Dokumen Sumber.

Kesakitan, keadaan penyakit:
akut, kronik, ringan, sedang, berat dan pada kasus fraktur biasanya akut.
Tanda-tanda vital tidak normal
karena ada gangguan baik fungsi maupun bentuk.
2. Secara sistemik dari
kepala sampai kelamin
Sistem Integumen
Terdapat
erytema, suhu sekitar daerah trauma meningkat, bengkak, oedema, nyeri tekan.
Kepala
Tidak ada
gangguan yaitu, normo cephalik, simetris, tidak ada penonjolan, tidak ada nyeri
kepala.
Leher
Tidak ada
gangguan yaitu simetris, tidak ada penonjolan, reflek menelan ada.
Muka
Wajah terlihat menahan sakit, lain-lain tidak ada perubahan fungsi maupun
bentuk. Tak ada lesi, simetris, tak oedema.
Mata
Tidak ada gangguan seperti konjungtiva tidak anemis (karena tidak terjadi
perdarahan)
Telinga
Tes bisik atau weber masih dalam keadaan normal. Tidak ada lesi atau nyeri tekan.
Hidung
Tidak ada
deformitas, tak ada pernafasan cuping hidung.
Mulut dan Faring
Tak ada
pembesaran tonsil, gusi tidak terjadi perdarahan, mukosa mulut tidak pucat.
Thoraks
Tak ada
pergerakan otot intercostae, gerakan dada simetris.
Paru
v Inspeksi : Pernafasan meningkat, reguler atau tidaknya tergantung pada riwayat penyakit klien yang berhubungan dengan paru.
v Palpasi :
Pergerakan sama atau simetris, fermitus
raba sama.
v Perkusi :
Suara ketok sonor, tak ada erdup atau suara tambahan lainnya.
v Auskultasi :
Suara nafas normal, tak ada wheezing, atau suara
tambahan lainnya seperti stridor dan ronchi.
Jantung
v Inspeksi :
Tidak tampak iktus jantung.
v Palpasi :
Nadi meningkat, iktus tidak teraba.
v Auskultasi :
Suara S1 dan S2 tunggal, tak ada mur-mur.
Abdomen
v Inspeksi : Bentuk datar, simetris, tidak ada hernia.
v Palpasi : Tugor baik, tidak ada defands muskuler, hepar tidak teraba.
v Perkusi : Suara thympani, ada
pantulan gelombang cairan.
v Auskultasi : Peristaltik usus normal ± 20 kali/menit.
Inguinal-Genetalia-Anus
Tak ada
hernia, tak ada pembesaran lymphe, tak ada kesulitan BAB.
Keadaan Lokal
Harus
diperhitungkan keadaan proksimal serta bagian distal terutama mengenai status
neurovaskuler. Pemeriksaan pada sistem muskuloskeletal adalah:
Look (inspeksi)

Berdasarkan Informasi.
A - Perbarui bagian teks pemeriksaan fisik yang diawali kata-kata berisi "2. Secara sistemik" dan diakhiri "reflek menelan ada.", lalu ganti "penonjolan" dengan "benjolan".
B - Sebutkan semua suara tambahan yang menurut teks pemeriksaan fisik tidak ditemukan saat auskultasi paru.
C - Teruskan teks pemeriksaan fisik mulai dari bagian terakhir yang ditampilkan.
Baris data berikut tidak ada kaitannya dengan teks pemeriksaan fisik.

Data yang Diberikan.
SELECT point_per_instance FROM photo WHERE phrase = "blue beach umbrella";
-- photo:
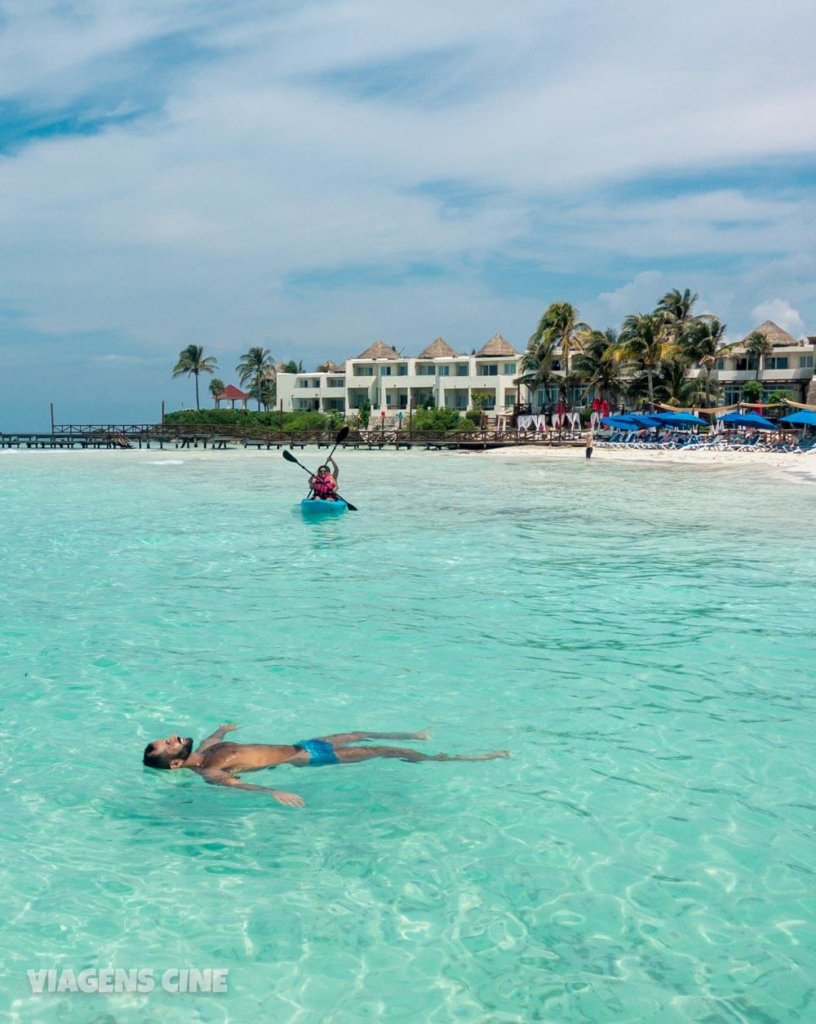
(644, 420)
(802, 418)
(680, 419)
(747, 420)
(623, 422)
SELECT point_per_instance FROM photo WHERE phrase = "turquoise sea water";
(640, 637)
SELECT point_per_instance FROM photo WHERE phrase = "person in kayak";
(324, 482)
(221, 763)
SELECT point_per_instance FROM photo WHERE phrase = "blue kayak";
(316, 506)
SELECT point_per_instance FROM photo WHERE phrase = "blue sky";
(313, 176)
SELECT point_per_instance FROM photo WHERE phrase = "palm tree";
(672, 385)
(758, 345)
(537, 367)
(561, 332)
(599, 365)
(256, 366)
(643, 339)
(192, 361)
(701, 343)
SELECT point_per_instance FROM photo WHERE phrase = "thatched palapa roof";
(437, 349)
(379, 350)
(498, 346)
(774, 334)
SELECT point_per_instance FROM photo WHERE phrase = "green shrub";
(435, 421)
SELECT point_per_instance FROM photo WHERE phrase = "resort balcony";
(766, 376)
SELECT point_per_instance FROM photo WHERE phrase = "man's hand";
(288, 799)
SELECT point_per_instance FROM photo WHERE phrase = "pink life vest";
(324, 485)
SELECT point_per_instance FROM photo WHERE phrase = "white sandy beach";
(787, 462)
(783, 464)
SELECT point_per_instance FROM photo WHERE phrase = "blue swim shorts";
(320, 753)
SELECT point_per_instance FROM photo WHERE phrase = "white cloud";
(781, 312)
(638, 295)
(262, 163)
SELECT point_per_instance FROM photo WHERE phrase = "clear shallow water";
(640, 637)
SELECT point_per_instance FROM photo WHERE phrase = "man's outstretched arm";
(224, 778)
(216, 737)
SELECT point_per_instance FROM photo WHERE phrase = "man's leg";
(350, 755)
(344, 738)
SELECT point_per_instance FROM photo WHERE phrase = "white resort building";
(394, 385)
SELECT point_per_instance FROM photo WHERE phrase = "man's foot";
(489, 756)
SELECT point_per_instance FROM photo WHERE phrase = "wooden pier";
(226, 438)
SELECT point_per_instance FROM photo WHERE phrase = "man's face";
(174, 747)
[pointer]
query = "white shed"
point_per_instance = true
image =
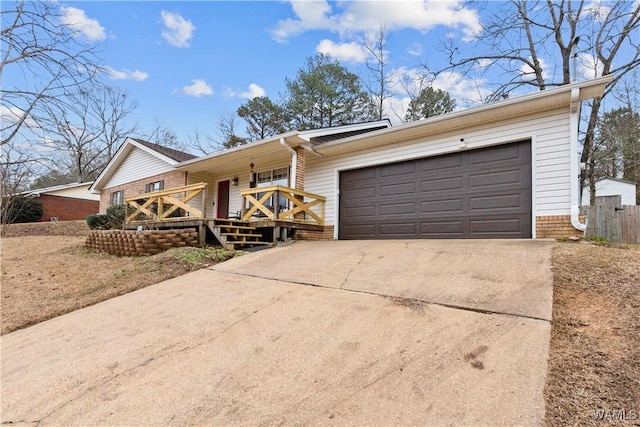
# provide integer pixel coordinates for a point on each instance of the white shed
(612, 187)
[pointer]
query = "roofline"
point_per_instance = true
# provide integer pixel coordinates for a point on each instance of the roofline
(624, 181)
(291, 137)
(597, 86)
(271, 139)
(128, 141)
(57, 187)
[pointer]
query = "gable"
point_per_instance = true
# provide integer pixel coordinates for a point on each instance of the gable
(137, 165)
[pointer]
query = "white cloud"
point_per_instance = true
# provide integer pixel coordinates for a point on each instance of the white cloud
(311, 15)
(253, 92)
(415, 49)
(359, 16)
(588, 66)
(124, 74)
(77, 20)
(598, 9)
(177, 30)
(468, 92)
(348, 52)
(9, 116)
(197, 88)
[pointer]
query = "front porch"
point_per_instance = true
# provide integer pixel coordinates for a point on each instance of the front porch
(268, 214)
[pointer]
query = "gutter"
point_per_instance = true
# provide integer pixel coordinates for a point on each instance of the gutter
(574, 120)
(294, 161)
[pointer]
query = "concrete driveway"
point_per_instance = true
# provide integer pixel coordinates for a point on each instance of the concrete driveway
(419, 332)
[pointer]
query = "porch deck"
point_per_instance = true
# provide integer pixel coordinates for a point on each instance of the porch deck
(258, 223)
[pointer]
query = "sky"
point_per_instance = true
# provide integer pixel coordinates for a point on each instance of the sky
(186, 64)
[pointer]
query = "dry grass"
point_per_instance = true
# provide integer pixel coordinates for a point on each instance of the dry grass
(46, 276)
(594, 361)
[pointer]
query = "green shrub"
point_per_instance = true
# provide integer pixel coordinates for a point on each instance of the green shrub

Jawaban.
A -
2. Secara sistemik dari
kepala sampai kelamin
Sistem Integumen
Terdapat
erytema, suhu sekitar daerah trauma meningkat, bengkak, oedema, nyeri tekan.
Kepala
Tidak ada
gangguan yaitu, normo cephalik, simetris, tidak ada benjolan, tidak ada nyeri
kepala.
Leher
Tidak ada
gangguan yaitu simetris, tidak ada benjolan, reflek menelan ada.

B - wheezing, stridor, ronchi

C -
Perhatikan apa yang dapat dilihat
antara lain:
Cictriks (jaringan parut baik
yang alami maupun buatan seperti bekas operasi).
Cape au lait spot (birth mark).
Fistulae
Warna kemerahan atau kebiruan
(livide) atau hyperpigmentasi.
Benjolan, pembengkakan, atau
cekungan dengan hal-hal yang tidak biasa (abnormal).
Posisi dan bentuk dari
ekstrimitas (deformitas)
Posisi jalan (gait, waktu masuk
ke kamar periksa)
Feel (palpasi)
Pada waktu akan
palpasi, terlebih dahulu posisi penderita diperbaiki mulai dari posisi netral
(posisi anatomi). Pada dasarnya ini merupakan pemeriksaan yang memberikan
informasi dua arah, baik pemeriksa maupun klien.
Yang perlu dicatat adalah:
Perubahan suhu disekitar trauma
(hangat) dan kelembaban kulit.
Apabila ada pembengkakan, apakah terdapat fluktuasi atau oedema terutama
disekitar persendian.
Nyeri tekan (tenderness), krepitasi, catat letak
kelainan (1/3 proksimal,tengah, atau distal).
Otot: tonus pada waktu relaksasi atau konttraksi,
benjolan yang terdapat di permukaan atau melekat pada tulang. Selain itu juga
diperiksa status neurovaskuler. Apabila ada benjolan, maka sifat benjolan perlu
dideskripsikan permukaannya, konsistensinya, pergerakan terhadap dasar
atau permukaannya, nyeri atau tidak, dan
ukurannya.
Move (pergeraka terutama lingkup
gerak)
Setelah melakukan pemeriksaan
feel, kemudian diteruskan dengan menggerakan ekstrimitas dan dicatat apakah
terdapat keluhan nyeri pada pergerakan. Pencatatan lingkup gerak ini perlu,
agar dapat mengevaluasi keadaan sebelum dan sesudahnya. Gerakan sendi dicatat
dengan ukuran derajat, dari tiap arah pergerakan mulai dari titik 0 (posisi
netral) atau dalam ukuran metrik. Pemeriksaan ini menentukan apakah ada
gangguan gerak (mobilitas) atau tidak. Pergerakan yang dilihat adalah gerakan
aktif dan pasif. (Reksoprodjo, Soelarto, 1995)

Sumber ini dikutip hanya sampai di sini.